I don't know what the people at Nature were thinking when they brought along people like RPJ and Kevin Vranes, but this just looks bad.
Posted by: Thom | May 4, 2007 9:32 AM
Roger,
(1) You did not write degrees when you meant zones. Here is your comment with zones substituted for degrees:
Because the largest change shown is 2 zones the largest change can't be 2 zones? Doesn't make sense does it? What you actually did was misread the map as showing differences in degrees instead of in zones.
Show you a place where average minimum winter temperatures have increased by 10°F? That's what the difference map shows you. If you think its wrong, I think you need to present some evidence.
Is such an increase plausible? Well, if you look at the map, it looks like zones have moved on average half a zone north, corresponding to an average increase of 5°F. But some places have cooled, ie their increase was more than 5°F less than average increase. It seem likely that if some places were more than 5°F less than the average increase then others could be more than 5°F more than the average increase.
(2) The IPCC AR4 WG1 SPM states:
That's mid-20th century not 1901. So why did you show a map of trends since 1901 instead of the map that was right next to it in the report that showed trends since 1979?
(3) [bites tongue]
Posted by: Tim Lambert | May 4, 2007 9:37 AM
To clarify:
Tim is not a troll, but he likes to make mountains of molehills and start fights (e.g., see this post).
Steve Bloom displays some serious conspiracy theory tendencies here.
Eli- What is your point? You wouldn't be trolling would you? ;-) Perhaps you are right that the problem is with the analysis of the USDA, Arbor Day folks -- and that lets the NYT of the hook, right? (see Judy Miller)
Bottom line is that the NYT front page article has some serious problems in how it presents basic climate science for adaptive decision making.
━━━━━━━━
● **Written exercise**
According to the comment thread, about how far north have the zones moved on average?

● **Saved data entries**
━━━━━━━━
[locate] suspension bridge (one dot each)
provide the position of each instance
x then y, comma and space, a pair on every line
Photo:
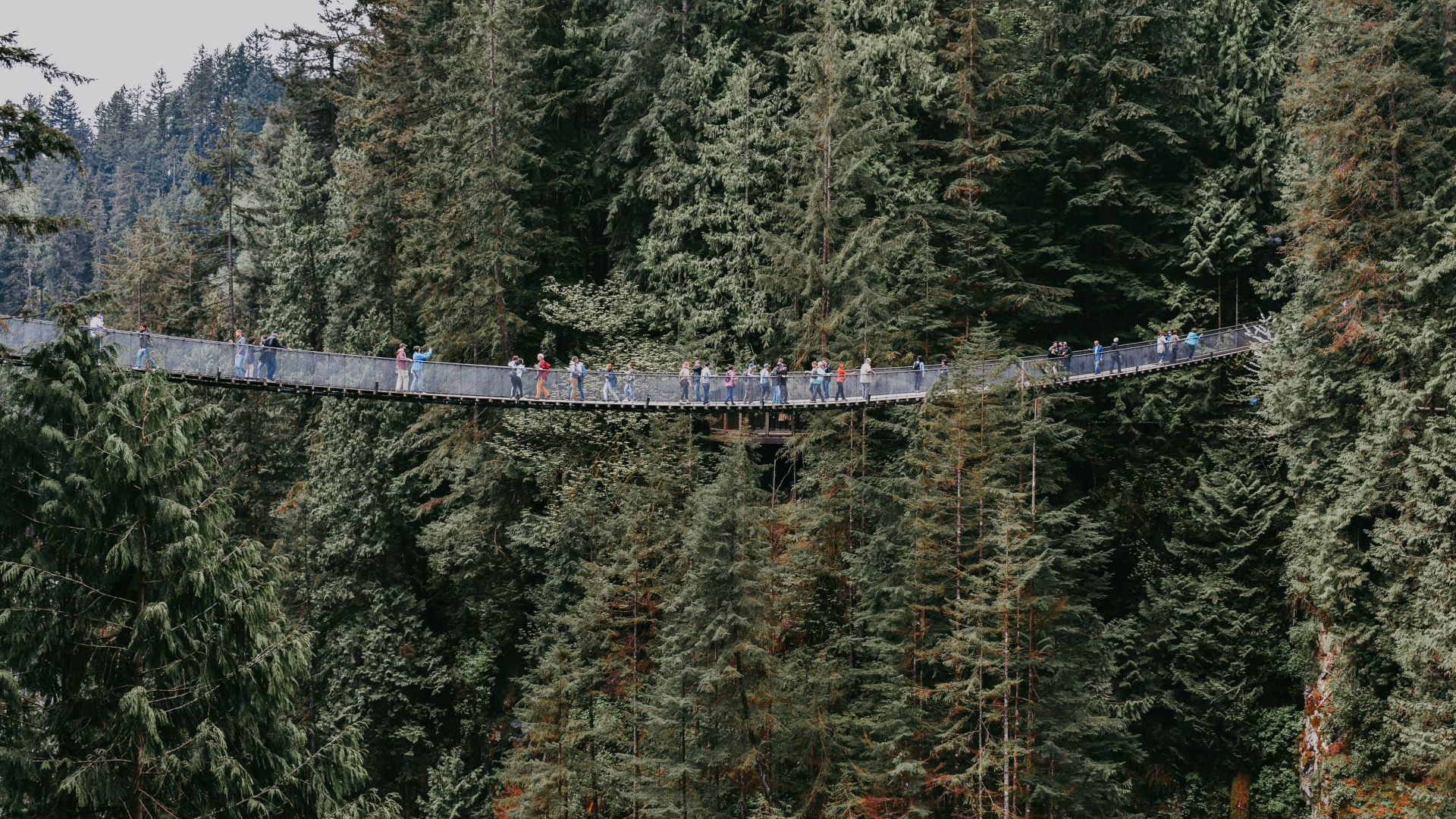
341, 375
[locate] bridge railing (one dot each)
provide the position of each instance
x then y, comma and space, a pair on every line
341, 371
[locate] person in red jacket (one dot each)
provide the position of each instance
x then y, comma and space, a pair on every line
542, 371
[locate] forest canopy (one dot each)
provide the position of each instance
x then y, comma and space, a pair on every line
1219, 591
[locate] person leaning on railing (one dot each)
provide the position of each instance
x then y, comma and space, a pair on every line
143, 347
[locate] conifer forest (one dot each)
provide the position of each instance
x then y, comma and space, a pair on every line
1225, 591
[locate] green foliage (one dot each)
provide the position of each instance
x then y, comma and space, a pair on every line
147, 665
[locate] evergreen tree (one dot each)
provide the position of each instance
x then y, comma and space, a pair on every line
472, 240
712, 695
854, 248
1024, 719
146, 665
28, 139
296, 241
1350, 385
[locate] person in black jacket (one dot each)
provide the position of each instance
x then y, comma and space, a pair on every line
270, 356
143, 347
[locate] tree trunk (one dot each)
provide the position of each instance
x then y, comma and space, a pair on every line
1239, 796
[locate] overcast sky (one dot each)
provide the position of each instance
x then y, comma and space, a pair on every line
126, 41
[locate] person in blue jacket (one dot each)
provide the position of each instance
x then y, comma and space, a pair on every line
1194, 335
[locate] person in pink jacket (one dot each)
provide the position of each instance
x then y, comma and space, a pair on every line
400, 368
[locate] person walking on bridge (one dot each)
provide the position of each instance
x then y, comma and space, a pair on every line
98, 327
609, 384
402, 368
867, 379
517, 376
542, 373
417, 371
270, 356
239, 354
143, 347
577, 375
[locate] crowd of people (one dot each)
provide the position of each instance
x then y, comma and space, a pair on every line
1110, 357
698, 382
256, 357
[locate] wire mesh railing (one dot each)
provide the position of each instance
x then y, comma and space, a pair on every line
251, 363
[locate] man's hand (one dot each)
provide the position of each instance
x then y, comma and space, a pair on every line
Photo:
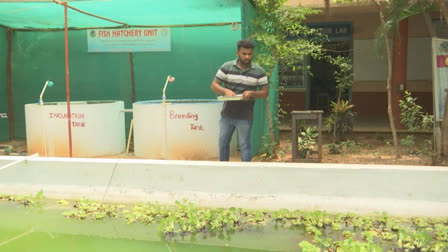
━━━━━━━━
● **Output of the task**
About half a zone, which matches an average increase of 5°F.